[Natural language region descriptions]
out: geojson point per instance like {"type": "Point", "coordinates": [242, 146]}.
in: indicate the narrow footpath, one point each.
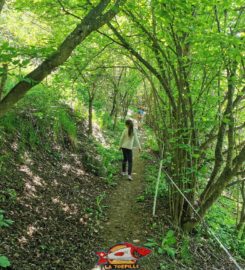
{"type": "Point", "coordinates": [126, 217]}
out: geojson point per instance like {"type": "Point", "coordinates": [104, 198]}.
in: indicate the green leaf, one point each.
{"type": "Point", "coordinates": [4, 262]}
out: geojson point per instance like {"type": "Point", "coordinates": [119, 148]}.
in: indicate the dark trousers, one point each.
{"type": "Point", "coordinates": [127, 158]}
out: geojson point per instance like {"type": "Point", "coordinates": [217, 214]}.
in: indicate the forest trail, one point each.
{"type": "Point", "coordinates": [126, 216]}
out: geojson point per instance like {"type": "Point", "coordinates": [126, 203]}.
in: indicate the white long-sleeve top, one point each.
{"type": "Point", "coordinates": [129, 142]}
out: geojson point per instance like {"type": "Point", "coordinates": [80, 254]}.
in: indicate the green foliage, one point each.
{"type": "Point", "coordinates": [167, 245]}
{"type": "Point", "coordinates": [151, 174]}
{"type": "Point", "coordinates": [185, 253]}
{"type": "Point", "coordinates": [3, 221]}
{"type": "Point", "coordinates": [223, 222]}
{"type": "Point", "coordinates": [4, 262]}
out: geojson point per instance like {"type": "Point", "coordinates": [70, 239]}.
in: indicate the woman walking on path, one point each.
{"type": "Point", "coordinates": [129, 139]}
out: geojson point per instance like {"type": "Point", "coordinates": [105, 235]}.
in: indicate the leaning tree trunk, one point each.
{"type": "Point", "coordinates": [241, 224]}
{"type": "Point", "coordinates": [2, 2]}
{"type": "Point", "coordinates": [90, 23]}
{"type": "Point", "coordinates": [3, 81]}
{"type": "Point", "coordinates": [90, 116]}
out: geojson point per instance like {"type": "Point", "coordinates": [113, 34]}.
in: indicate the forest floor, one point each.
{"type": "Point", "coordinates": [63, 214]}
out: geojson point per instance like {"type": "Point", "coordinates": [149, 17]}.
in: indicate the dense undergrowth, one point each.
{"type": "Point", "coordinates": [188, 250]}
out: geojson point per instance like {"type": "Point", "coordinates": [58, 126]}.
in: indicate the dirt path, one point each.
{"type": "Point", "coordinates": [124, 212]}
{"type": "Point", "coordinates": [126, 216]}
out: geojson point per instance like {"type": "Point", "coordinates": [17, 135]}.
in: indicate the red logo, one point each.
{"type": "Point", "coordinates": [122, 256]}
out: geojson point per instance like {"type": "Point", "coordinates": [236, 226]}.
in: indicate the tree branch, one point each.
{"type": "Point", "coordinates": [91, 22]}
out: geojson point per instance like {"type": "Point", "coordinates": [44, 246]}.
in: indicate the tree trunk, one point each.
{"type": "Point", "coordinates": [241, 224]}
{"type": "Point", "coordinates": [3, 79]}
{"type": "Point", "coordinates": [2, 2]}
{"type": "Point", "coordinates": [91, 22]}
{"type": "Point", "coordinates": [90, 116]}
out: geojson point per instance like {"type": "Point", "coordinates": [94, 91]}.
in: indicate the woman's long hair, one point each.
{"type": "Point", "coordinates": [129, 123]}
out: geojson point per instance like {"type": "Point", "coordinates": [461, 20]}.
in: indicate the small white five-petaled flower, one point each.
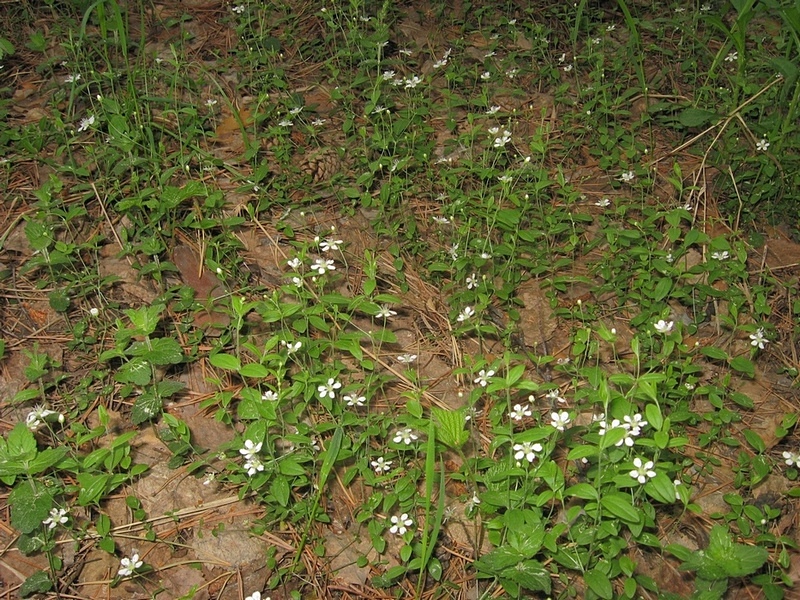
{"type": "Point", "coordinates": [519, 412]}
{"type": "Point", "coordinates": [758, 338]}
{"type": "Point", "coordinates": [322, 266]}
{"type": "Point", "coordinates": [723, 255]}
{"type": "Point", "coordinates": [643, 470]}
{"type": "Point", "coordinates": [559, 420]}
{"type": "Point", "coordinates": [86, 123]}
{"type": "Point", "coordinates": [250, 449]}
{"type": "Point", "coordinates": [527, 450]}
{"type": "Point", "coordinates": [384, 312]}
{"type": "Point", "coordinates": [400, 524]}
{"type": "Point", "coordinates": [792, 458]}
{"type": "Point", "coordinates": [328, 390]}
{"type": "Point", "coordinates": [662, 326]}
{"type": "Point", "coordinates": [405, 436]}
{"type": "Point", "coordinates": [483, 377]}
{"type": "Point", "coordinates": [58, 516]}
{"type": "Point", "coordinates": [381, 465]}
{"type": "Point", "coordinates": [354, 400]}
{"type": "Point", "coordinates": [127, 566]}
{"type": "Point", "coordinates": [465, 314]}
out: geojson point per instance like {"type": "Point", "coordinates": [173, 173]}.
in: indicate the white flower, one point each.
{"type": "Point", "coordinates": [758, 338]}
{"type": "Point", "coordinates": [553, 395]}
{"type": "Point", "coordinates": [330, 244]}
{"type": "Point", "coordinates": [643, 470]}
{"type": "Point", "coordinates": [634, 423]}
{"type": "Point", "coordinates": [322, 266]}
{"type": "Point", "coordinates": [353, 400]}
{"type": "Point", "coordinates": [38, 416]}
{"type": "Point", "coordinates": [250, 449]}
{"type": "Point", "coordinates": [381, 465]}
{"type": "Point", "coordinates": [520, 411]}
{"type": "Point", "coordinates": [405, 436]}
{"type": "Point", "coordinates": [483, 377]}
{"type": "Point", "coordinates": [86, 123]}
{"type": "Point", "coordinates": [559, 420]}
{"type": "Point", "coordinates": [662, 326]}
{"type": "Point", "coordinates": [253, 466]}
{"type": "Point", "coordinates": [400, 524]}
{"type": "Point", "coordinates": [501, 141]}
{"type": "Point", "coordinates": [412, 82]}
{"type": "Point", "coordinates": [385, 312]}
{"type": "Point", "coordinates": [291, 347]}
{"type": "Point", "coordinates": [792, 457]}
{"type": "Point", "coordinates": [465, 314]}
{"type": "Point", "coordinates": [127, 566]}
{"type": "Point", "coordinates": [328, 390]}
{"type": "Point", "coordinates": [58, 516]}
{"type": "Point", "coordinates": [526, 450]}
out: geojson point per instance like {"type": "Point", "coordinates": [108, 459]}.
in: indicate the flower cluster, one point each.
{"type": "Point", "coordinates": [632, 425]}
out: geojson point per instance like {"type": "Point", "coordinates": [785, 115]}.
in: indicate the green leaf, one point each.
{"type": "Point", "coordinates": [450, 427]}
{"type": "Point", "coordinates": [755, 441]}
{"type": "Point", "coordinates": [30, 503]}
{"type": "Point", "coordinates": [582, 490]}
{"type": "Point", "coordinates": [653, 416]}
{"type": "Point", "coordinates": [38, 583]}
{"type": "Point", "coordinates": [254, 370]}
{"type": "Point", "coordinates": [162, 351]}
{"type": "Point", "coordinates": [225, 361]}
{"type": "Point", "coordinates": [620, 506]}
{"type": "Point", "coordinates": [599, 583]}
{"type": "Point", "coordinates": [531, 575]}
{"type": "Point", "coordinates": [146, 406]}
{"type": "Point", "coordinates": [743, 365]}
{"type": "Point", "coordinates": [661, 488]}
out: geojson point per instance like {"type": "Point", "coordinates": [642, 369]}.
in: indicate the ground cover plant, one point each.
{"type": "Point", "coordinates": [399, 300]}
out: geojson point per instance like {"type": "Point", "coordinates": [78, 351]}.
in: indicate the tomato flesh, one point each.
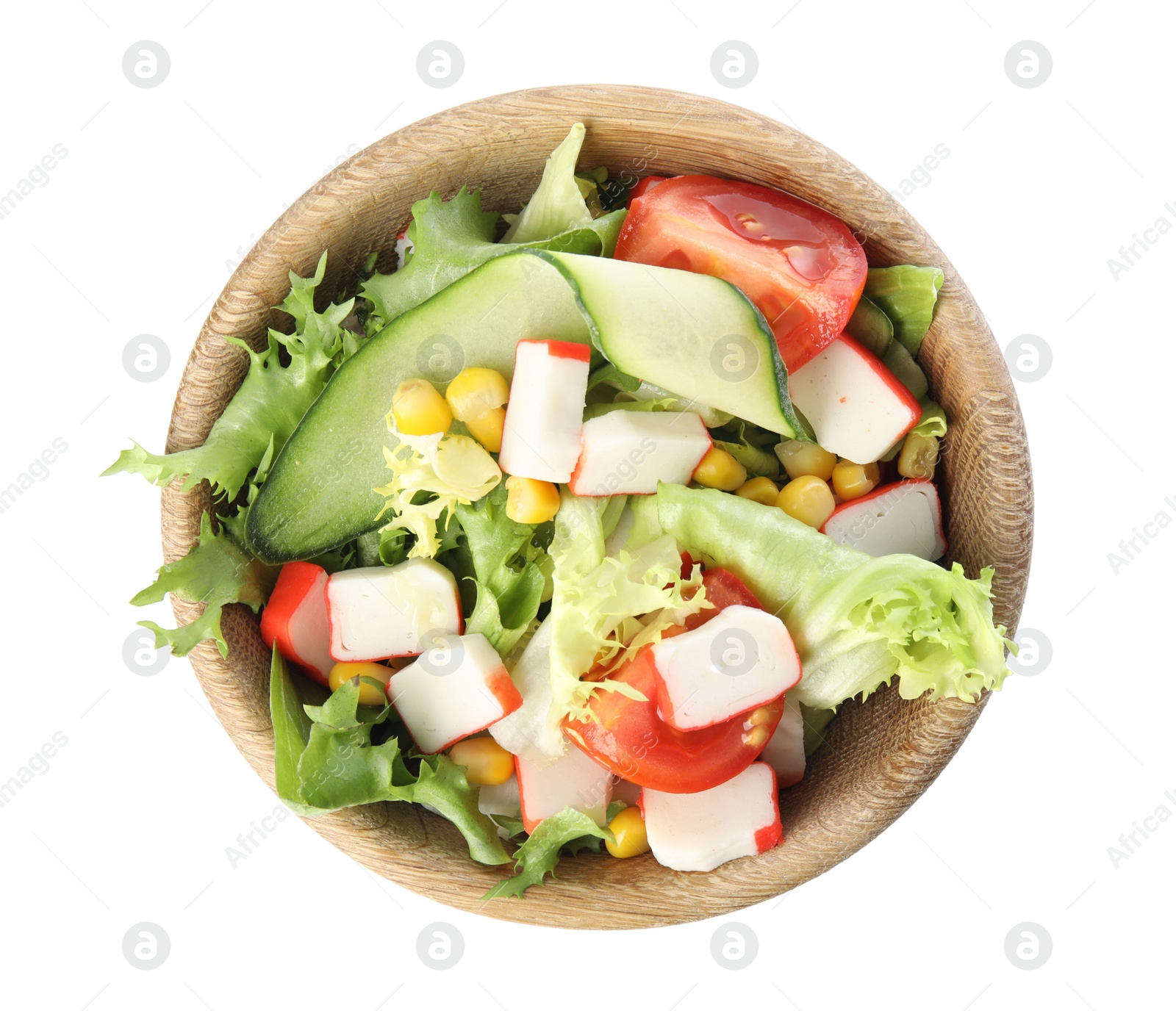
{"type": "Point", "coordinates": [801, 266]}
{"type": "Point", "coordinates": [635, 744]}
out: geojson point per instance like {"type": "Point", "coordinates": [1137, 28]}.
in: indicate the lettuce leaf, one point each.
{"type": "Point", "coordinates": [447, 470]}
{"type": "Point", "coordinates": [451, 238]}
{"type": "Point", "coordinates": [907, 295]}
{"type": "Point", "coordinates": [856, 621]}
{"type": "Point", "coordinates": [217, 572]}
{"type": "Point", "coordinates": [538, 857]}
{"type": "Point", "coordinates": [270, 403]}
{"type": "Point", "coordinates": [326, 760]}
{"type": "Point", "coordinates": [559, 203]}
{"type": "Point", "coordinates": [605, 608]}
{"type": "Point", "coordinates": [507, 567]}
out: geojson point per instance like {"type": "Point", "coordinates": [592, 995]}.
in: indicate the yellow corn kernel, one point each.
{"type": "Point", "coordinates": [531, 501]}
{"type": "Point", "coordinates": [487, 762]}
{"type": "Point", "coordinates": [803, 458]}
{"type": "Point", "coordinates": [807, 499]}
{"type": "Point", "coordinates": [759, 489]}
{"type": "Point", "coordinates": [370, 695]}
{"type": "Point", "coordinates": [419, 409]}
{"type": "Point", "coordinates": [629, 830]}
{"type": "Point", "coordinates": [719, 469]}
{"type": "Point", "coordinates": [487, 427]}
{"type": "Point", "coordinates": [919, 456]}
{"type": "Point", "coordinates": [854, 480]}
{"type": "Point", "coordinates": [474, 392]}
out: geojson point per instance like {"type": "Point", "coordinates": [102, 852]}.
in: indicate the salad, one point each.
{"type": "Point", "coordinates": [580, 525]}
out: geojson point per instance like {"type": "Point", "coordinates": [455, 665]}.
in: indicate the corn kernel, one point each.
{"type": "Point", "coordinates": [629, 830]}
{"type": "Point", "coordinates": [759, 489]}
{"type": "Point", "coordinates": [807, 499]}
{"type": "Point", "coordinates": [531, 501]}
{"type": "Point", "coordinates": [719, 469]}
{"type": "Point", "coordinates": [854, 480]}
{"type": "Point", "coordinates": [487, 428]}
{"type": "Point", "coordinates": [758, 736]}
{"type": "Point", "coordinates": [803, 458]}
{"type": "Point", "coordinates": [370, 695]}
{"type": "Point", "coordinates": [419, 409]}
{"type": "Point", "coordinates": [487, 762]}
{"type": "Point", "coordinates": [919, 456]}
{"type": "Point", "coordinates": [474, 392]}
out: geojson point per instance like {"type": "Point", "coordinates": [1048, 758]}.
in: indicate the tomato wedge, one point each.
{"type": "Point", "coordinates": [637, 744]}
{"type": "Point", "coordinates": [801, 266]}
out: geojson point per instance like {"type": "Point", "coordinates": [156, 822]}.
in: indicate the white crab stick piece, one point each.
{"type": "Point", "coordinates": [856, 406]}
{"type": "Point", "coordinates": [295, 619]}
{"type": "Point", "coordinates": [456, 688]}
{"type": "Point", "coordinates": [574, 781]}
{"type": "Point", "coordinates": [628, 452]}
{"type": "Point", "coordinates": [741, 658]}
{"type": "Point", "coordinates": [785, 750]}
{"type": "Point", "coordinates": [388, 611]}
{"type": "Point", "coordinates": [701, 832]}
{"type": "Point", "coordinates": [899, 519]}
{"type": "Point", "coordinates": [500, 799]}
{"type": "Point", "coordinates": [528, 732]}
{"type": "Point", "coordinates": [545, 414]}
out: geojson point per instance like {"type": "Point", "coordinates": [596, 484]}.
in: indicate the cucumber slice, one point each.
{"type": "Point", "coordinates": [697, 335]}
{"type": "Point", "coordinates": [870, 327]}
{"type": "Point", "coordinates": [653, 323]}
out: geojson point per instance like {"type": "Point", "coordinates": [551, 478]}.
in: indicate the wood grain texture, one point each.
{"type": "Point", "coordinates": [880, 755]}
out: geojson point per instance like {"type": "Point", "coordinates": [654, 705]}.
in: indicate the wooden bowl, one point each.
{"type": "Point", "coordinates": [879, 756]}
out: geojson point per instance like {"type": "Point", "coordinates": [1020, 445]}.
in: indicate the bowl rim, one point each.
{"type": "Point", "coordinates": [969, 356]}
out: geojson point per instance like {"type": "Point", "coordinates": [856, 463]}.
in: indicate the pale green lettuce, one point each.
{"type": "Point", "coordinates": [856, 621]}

| PROMPT |
Return exactly the lines from the line holding "in: indicate the pale" to the last line of the data, with both of those lines included and nothing added.

| ANSWER FOR THIS EXERCISE |
in: indicate the pale green lettuce, one point each.
{"type": "Point", "coordinates": [856, 621]}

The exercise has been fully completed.